> EXERCISE DESCRIPTION: Copy the data word for word, starting with the line that contains "199, row 125." and going on through the line that contains "column 248, row 469".
********************
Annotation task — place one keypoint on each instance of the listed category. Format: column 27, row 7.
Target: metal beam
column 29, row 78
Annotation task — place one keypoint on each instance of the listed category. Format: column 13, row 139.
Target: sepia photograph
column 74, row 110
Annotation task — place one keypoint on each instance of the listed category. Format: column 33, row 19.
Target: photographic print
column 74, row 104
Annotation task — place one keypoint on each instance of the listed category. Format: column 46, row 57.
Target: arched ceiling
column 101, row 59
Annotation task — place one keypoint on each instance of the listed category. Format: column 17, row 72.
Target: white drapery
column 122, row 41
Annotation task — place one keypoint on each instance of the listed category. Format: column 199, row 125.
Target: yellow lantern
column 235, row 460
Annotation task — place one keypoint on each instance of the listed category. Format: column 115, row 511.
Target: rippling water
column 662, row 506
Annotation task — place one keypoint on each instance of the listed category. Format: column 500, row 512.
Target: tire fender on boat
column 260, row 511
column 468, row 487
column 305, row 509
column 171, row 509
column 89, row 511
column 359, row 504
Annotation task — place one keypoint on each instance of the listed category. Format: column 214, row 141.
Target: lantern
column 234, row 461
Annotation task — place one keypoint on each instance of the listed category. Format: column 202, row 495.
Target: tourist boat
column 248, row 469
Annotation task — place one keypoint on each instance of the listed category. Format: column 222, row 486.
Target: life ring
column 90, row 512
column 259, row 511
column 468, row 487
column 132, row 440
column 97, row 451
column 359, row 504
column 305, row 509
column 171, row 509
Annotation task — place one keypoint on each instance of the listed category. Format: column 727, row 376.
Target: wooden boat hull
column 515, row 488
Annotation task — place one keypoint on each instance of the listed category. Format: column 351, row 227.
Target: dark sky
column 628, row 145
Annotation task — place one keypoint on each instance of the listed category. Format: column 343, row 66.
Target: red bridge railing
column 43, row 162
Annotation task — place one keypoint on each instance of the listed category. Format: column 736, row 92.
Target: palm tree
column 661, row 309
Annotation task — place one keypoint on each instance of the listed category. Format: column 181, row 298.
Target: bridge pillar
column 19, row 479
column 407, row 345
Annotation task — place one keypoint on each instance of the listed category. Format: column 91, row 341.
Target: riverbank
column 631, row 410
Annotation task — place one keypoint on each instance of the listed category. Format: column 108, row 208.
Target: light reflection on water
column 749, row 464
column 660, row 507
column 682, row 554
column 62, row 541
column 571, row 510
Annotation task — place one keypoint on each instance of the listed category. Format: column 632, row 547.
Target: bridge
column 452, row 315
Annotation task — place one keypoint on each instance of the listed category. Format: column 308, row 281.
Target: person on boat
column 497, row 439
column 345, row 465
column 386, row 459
********************
> COMPLETED EXERCISE:
Annotation task — place one keypoint on each instance of the listed category. Format: column 199, row 125.
Target: yellow lantern
column 235, row 460
Annotation task — place one keypoint on each instance of the listed category. Format: column 115, row 511.
Target: rippling water
column 662, row 506
Annotation task — place one keypoint on each instance of the listed category. Format: column 500, row 512.
Target: tire fender on boat
column 260, row 511
column 468, row 487
column 305, row 509
column 171, row 509
column 89, row 511
column 359, row 504
Annotation task — place one keypoint on each instance of the listed category. Format: column 214, row 141.
Target: lantern
column 234, row 461
Annotation task — place one keypoint on each instance of the listed category. Format: column 202, row 495.
Target: tourist boat
column 248, row 469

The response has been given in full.